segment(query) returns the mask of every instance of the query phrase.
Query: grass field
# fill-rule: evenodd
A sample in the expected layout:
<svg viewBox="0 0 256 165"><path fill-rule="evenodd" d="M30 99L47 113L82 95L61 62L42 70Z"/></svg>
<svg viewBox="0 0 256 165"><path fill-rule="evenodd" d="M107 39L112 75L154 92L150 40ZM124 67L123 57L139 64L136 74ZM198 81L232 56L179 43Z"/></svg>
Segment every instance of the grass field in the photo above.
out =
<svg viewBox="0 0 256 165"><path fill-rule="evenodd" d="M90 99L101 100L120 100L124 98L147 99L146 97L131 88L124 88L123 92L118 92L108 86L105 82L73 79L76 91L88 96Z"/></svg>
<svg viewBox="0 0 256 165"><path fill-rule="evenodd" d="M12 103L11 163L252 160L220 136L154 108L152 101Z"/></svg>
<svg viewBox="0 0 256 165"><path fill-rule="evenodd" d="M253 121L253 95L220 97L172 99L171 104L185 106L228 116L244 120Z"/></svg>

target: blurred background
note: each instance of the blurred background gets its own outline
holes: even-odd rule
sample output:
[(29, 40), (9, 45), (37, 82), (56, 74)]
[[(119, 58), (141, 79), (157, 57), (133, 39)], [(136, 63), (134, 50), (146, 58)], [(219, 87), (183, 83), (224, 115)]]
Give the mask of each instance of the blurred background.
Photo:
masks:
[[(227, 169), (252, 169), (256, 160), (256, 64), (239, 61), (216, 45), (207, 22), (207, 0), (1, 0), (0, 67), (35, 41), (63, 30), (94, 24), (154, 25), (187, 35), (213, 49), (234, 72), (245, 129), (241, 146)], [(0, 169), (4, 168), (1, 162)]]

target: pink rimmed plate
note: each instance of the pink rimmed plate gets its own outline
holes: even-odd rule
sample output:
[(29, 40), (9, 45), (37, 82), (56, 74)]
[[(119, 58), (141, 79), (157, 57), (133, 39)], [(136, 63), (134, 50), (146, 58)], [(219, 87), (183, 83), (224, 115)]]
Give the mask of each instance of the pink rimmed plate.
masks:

____________________

▸ Exercise goal:
Print every line of all the records above verbatim, with nothing changed, added, or left out.

▸ Answer for this exercise:
segment(query) returns the mask of every instance of the query phrase.
Query: grass field
# fill-rule: evenodd
A sample in the expected layout:
<svg viewBox="0 0 256 165"><path fill-rule="evenodd" d="M30 99L47 113L82 95L61 62L42 70Z"/></svg>
<svg viewBox="0 0 256 165"><path fill-rule="evenodd" d="M107 39L112 75L154 92L150 40ZM124 67L123 57L139 64L136 74ZM198 81L232 56L179 43Z"/></svg>
Segment every instance of the grass field in the photo above.
out =
<svg viewBox="0 0 256 165"><path fill-rule="evenodd" d="M90 99L101 100L120 100L124 98L147 99L146 97L131 88L124 88L123 92L118 92L108 86L105 82L73 79L76 91L88 96Z"/></svg>
<svg viewBox="0 0 256 165"><path fill-rule="evenodd" d="M12 103L11 163L252 160L220 136L154 108L152 101Z"/></svg>
<svg viewBox="0 0 256 165"><path fill-rule="evenodd" d="M253 121L253 95L220 97L172 99L171 104L185 106L228 116L244 120Z"/></svg>

target: blurred background
note: each instance of the blurred background gets its own outline
holes: even-odd rule
sample output:
[(29, 40), (9, 45), (37, 82), (56, 74)]
[[(119, 58), (141, 79), (157, 57), (133, 39)], [(136, 63), (134, 50), (146, 58)], [(219, 87), (183, 83), (224, 115)]]
Give the mask of each instance of the blurred background.
Photo:
masks:
[[(227, 169), (252, 169), (256, 160), (256, 64), (239, 61), (216, 45), (207, 22), (207, 0), (1, 0), (0, 67), (35, 41), (63, 30), (94, 24), (154, 25), (187, 35), (213, 49), (234, 72), (245, 129), (241, 146)], [(0, 169), (4, 168), (1, 162)]]

target: pink rimmed plate
note: each instance of the pink rimmed plate gets its own outline
holes: even-odd rule
sample output:
[(29, 40), (9, 45), (37, 82), (56, 74)]
[[(119, 58), (141, 79), (157, 57), (133, 39)], [(136, 63), (134, 50), (146, 58)], [(219, 87), (183, 83), (224, 115)]]
Give the mask of each instance of the pink rimmed plate.
masks:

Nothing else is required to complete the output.